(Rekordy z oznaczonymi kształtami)

----------

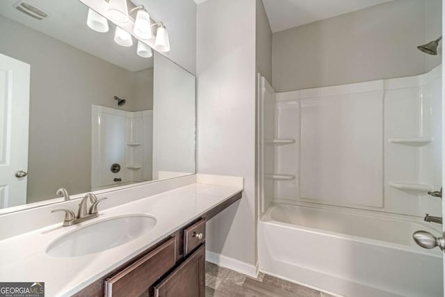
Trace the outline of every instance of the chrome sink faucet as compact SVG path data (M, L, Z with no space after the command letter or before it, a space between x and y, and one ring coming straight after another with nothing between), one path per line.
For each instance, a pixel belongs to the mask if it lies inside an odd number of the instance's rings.
M70 200L70 195L68 195L68 191L65 188L60 188L57 190L57 192L56 192L56 195L57 195L58 196L63 197L63 200L65 200L65 201L68 201Z
M423 218L423 220L425 220L426 222L434 222L434 223L437 223L439 224L442 223L442 218L441 217L432 216L428 214L426 214L426 216L425 216L425 218Z
M63 226L71 226L72 225L79 224L79 223L85 222L86 220L98 217L99 213L97 212L97 204L105 199L106 198L104 198L98 200L97 197L96 197L96 195L92 193L87 193L85 197L82 198L82 200L79 204L77 216L76 216L74 213L70 209L54 209L51 212L65 211ZM90 207L90 209L87 210L88 200L91 203L91 206Z

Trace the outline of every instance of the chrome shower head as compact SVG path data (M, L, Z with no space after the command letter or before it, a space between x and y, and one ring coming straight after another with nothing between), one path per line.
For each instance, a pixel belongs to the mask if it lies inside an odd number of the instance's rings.
M439 42L442 39L440 36L435 40L432 40L427 43L426 45L419 45L417 48L428 55L436 56L437 54L437 47L439 46Z
M124 99L120 99L117 96L114 97L114 99L115 100L118 100L118 105L119 105L120 106L122 106L122 105L124 105L125 104L125 102L127 101L125 101Z

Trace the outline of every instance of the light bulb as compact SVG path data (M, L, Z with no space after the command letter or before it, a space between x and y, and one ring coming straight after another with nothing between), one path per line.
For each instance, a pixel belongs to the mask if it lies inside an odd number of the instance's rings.
M129 19L127 0L109 0L107 14L110 19L118 23L126 23Z

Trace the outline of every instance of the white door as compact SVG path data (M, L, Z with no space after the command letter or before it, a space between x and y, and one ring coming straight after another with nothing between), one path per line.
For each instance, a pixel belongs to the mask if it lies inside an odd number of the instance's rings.
M29 64L0 54L0 209L26 203L29 74Z

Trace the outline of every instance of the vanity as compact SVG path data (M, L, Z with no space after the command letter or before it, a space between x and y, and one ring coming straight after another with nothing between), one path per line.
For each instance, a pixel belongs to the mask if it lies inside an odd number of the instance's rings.
M204 296L206 223L243 182L195 174L196 79L172 12L127 1L117 25L108 1L38 2L0 1L0 282Z
M60 213L58 223L0 241L0 279L44 282L51 296L204 296L206 222L240 200L242 191L241 177L198 174L99 194L108 199L96 218L63 227ZM149 195L138 198L143 192ZM129 201L122 204L125 196ZM73 209L79 200L64 204ZM58 207L29 209L28 215L38 220ZM9 216L17 220L21 213ZM8 224L8 216L0 216L0 223ZM94 251L108 232L121 232L107 222L135 217L154 223L122 244ZM92 237L79 233L88 228ZM76 233L82 235L54 250Z

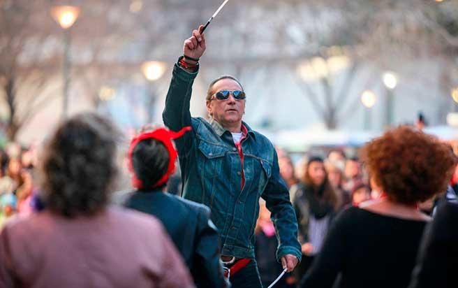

----------

• **Treść polecenia**
Zacytuj dosłownie wszystkie rekordy powyżej, pomijając obrazy.

• **Oczekiwany wynik**
Trace the outline of every instance of the chrome sink faucet as compact SVG path data (M, L, Z with no space after the command letter or before it, a space between x and y, and one ring coming straight after another with nothing between), one path per line.
For each instance, a pixel belongs to the mask if it lies inside an odd number of the instance's rings.
M70 200L70 195L68 195L68 191L65 188L60 188L57 190L57 192L56 192L56 195L57 195L58 196L63 197L63 200L65 200L65 201L68 201Z
M423 218L423 220L425 220L426 222L434 222L434 223L437 223L439 224L442 223L442 218L441 217L432 216L428 214L426 214L426 216L425 216L425 218Z
M63 226L71 226L72 225L79 224L79 223L85 222L86 220L98 217L99 213L97 212L97 204L105 199L106 198L104 198L98 200L97 197L96 197L96 195L92 193L87 193L85 197L82 198L82 200L79 204L77 216L76 216L74 213L70 209L54 209L51 212L65 211ZM90 207L90 209L87 210L88 200L91 203L91 206Z

Trace the outline of every instance of the chrome shower head as compact SVG path data (M, L, Z with no space after the command letter or before it, a space between x and y, and one ring coming straight after another with nothing between), one path per line.
For each instance, a pixel belongs to the mask if it lies inside an odd number of the instance's rings.
M439 42L442 39L440 36L435 40L432 40L427 43L426 45L419 45L417 48L428 55L436 56L437 54L437 47L439 46Z
M124 99L120 99L117 96L114 97L114 99L115 100L118 100L118 105L119 105L120 106L122 106L122 105L124 105L125 104L125 102L127 101L125 101Z

Trace the outline of every instance of the light bulb as compact SVG path data (M, L, Z with no space after the command letter or before it, a space between x and y, and one ring coming straight after another with nothing between), one path per line.
For each instance, a pixel belongs to the mask if it lies inside an odd number of the instance's rings.
M129 19L127 0L109 0L107 14L110 19L118 23L126 23Z

Trace the outline of every instance of the white door as compact SVG path data (M, L, Z with no space after the command letter or before it, a space between x and y, and one ring coming straight after another with nothing between), one path per line.
For each instance, a pixel belongs to the mask if it lies inside an odd number of the instance's rings.
M29 64L0 54L0 209L26 203L29 74Z

Trace the outline of every instance of the vanity as compact SVG path data (M, L, Z with no space after the command letter or before it, a space between x and y, and one ring coming straight after another with nothing between), one path per line.
For each instance, a pixel belongs to the mask if it lies inside an odd number of the instance's rings.
M204 296L206 223L243 182L195 174L196 79L172 12L127 1L117 25L108 1L38 2L0 1L0 282Z
M60 213L58 223L0 241L0 279L44 282L51 296L204 296L206 222L240 200L242 191L241 177L198 174L99 194L108 199L96 218L63 227ZM149 195L138 198L143 192ZM129 201L122 204L125 196ZM73 209L79 200L64 204ZM58 207L29 209L28 215L38 220ZM9 216L17 220L21 213ZM8 224L8 216L0 216L0 223ZM94 251L108 232L121 232L107 222L135 217L154 223L122 244ZM92 237L79 233L88 228ZM76 233L82 235L54 250Z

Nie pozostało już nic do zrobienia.